Görev listesi:
A. Gösterilen metne göre şu soruların yanıtı nedir?
(i) Çaresizlikten kurtulmanın birinci yolu olarak hangi engel belirtiliyor?
(ii) Edison'un ampulde doğruyu bulmasını ne sağlamıştır?
(iii) En iyi öğrenme yolu hangisidir?
B. Gösterilen metinde "Yapmazsın, edemezsin, başaramazsın" diyen kişiler olarak kimler sayılıyor? Hepsini sıralayın.

Gösterilen metin:
::::::::

Çaresizlikten kurtulmanın yolları vardır. Bu yolların birincisi kişinin içindeki engeldir. Yapılacak ilk şey, çaresizliğe götüren o içteki engelin aşılması ve "ben çaresiz değilim" demektir. "Ben yapamam" demek bir iç engeldir. Olumsuz düşünülen her şey bir iç engeldir, olumsuz düşünmeyi olumlu hale çevirmek, iç engelden kurtulmaktır. İkinci yol da kişinin dışında olan engellerdir. "Yapmazsın, edemezsin, başaramazsın" diyen ebeveynler, arkadaşlar, dostlar veya tanıdıklar en büyük engeldirler. Kişi kendi içindeki engeli aşamadığında dışındaki engelleri de kolay kolay aşamaz. Kişi "ben güçlüyüm, kendime inanıyorum, başarabilirim" diyerek birinci engeli, kendisine engel olmak isteyen kim varsa çevresinde onları dinlemeyerek de ikinci engeli aşmalı ve çaresizlik konusundadenemeler yapmalı, başlamak için en uygun zamanı beklemek yerine hemen başlamalı, şimdi başlamalı, şu anda bulunduğu yerden, elindekilerle başlamalıdır. Kişinin içindeki sınırsız deneme isteği, inancıyla birleşince imkânlar önüne de açılacak ve çaresizliğin belini kıracaktır. Çünkü bir şeyi denemeden kaybetmek, baştan kaybetmek demektir ama aynı şeyi deneyerek kaybetmek, deneme ile çaresizliği aşmayı öğrenmektir.
Newton yerçekimi kanununu buldu, Einstein izafiyet teorisini, Edison ampulü buldu. Çaresizlerin en çok yaptığı hatalardan biri kaybetmekten ve hata yapmaktan korkmaktır. Kendine güvenen ve "çaresiz değilim, çare BEN'im" diyen insanların ise böyle bir endişesi yoktur, çünkü iyi bilir ki yanlış yapıla yapıla bir gün mutlaka doğrusu bulunacaktır, buna en güzel örnek ise Thomas Edison'dur. Edison ampulü icat ederken yüzlerce deney yapmış ve hiç biri sonuç vermemiş, tam vazgeçmeyi düşünürken ceketinden kopan düğmenin aşağı doğru sarkan ipi, doğruyu bulmasını sağlamıştır. Peş peşe deneylerin sürdüğü bir gün asistanı, "artık bu işten vazgeçsek, şu ana kadar yüzlerce deney yaptık ve hiçbir sonuç alamadık" demiş. Kendi olma cesaretini gösterebilen Edison, hemen itiraz etmiş ve "bu doğru değil, evet, amacımıza ulaşamadık ama hiçbir netice elde edemediğimiz doğru değil, çünkü aradığımız şeyin yaptığımız şeyin içinde bulunmadığını öğrenmiş bulunuyoruz" demiş. Böylece Edison hem kendini hem de tüm insanlığı karanlıktan kurtaran bu buluşu bulmak için günlerce uykusuz kalmış ve artık gözlerinin sancısı çekilmez olmuş, fakat o doğru bildiği hedefe doğru koşarken bu engellere takılmak istememiş ve sonunda başarmış. Çünkü en iyi öğrenme yolu deneyerek öğrenmedir. Deneyerek öğrenme, kişinin bilinçdışında yer alan yaratıcı fikirler kaynağına ulaşabilmesini de sağlar. Kişinin bu kaynağa ulaşabilmesi ve kendi olma cesaretini gösterebilmesi için;
—düşüncelerini bir noktada yoğunlaştırmasında,
—acele etmemesinde,
—fikirler geldiğinde hazır olmasında,
—fikirleri kullanma kararlılığı göstermesinde,
—kendisi için ideal bir zihinsel imajı belirlemesinde,
—çaba göstermeden yalnızca inanmanın hiçbir işe yaramayacağını bilmesinde,
—esnek olmasında,
—gerekirse plan değişikliği yapmasında,
—gözlerinizi hedeften ayırmamasında ve
—işi yarı yolda bırakmamasında fayda vardır.

::::::::

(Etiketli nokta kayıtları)
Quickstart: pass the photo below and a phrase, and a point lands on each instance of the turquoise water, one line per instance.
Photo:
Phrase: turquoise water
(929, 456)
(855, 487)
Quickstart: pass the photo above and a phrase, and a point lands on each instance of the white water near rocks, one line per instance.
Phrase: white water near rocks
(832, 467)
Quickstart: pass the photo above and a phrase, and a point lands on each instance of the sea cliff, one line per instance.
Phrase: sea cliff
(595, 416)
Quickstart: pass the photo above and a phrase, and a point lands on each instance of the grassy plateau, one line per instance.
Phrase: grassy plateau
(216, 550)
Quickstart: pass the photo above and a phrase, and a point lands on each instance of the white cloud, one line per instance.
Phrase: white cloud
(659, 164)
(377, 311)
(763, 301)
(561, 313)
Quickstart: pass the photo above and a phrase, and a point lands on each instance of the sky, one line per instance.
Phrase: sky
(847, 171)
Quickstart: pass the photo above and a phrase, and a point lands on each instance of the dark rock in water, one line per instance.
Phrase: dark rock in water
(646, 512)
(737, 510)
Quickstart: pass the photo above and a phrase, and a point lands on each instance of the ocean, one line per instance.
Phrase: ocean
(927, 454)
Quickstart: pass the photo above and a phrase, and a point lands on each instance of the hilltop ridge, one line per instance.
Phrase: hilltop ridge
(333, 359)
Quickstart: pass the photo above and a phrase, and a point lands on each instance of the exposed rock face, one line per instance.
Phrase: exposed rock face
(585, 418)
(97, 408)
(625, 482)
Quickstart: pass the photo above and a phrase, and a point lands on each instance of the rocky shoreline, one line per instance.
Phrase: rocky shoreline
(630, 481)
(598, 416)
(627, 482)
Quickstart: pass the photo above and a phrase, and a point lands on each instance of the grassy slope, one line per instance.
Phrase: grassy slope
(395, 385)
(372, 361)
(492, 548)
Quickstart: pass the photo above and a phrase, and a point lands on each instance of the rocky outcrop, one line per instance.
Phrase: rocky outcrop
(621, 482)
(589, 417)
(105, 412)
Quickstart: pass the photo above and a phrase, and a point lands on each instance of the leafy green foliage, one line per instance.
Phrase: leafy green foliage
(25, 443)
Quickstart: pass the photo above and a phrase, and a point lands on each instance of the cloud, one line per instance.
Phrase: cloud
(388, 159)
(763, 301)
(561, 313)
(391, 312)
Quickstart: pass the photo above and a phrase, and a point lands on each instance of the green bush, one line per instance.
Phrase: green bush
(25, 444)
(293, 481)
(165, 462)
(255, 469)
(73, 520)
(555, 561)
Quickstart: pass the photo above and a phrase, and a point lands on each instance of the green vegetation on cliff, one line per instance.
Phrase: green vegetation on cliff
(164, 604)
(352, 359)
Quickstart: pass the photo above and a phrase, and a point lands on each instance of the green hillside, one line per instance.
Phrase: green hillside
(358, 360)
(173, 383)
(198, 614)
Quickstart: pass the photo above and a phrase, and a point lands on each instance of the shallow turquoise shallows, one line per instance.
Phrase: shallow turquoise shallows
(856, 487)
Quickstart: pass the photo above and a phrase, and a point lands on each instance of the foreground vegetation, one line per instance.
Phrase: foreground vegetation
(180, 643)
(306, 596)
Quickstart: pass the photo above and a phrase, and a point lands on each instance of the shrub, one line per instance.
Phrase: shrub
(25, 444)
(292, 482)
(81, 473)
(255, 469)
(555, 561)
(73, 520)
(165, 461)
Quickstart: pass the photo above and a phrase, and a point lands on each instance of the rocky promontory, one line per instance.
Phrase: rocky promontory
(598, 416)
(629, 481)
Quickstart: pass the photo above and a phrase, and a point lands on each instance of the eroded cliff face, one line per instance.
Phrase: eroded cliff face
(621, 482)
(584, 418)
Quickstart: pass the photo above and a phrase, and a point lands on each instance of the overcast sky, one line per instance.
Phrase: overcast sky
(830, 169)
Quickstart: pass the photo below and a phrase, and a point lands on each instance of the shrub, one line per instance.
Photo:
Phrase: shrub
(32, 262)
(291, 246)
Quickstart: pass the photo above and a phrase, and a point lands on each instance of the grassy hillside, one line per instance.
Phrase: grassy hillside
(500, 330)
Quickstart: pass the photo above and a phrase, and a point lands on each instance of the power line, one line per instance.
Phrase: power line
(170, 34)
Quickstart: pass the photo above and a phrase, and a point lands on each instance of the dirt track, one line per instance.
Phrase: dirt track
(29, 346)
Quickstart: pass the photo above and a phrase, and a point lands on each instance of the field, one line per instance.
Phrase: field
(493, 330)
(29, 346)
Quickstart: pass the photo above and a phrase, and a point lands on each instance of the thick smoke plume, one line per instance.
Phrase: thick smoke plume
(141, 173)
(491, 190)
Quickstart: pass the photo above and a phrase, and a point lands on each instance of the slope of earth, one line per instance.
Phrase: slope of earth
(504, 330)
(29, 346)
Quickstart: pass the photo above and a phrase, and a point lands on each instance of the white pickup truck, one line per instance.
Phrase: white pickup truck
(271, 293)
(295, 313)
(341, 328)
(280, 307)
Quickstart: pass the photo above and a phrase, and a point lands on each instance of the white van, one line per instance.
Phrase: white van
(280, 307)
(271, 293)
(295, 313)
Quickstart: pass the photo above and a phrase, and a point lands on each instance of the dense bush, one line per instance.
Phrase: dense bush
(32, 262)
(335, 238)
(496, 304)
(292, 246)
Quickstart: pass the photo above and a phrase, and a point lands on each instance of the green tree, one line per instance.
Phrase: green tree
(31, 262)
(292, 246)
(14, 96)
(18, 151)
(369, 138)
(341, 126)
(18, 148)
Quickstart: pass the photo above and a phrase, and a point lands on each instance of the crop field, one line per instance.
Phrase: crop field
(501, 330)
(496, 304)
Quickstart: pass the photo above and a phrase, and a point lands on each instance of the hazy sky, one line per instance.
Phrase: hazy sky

::::::::

Tamamlanan alıştırma:
A.
(i) Kişinin içindeki engel.
(ii) Ceketinden kopan düğmenin aşağı doğru sarkan ipi.
(iii) Deneyerek öğrenme.

B. Ebeveynler, arkadaşlar, dostlar, tanıdıklar.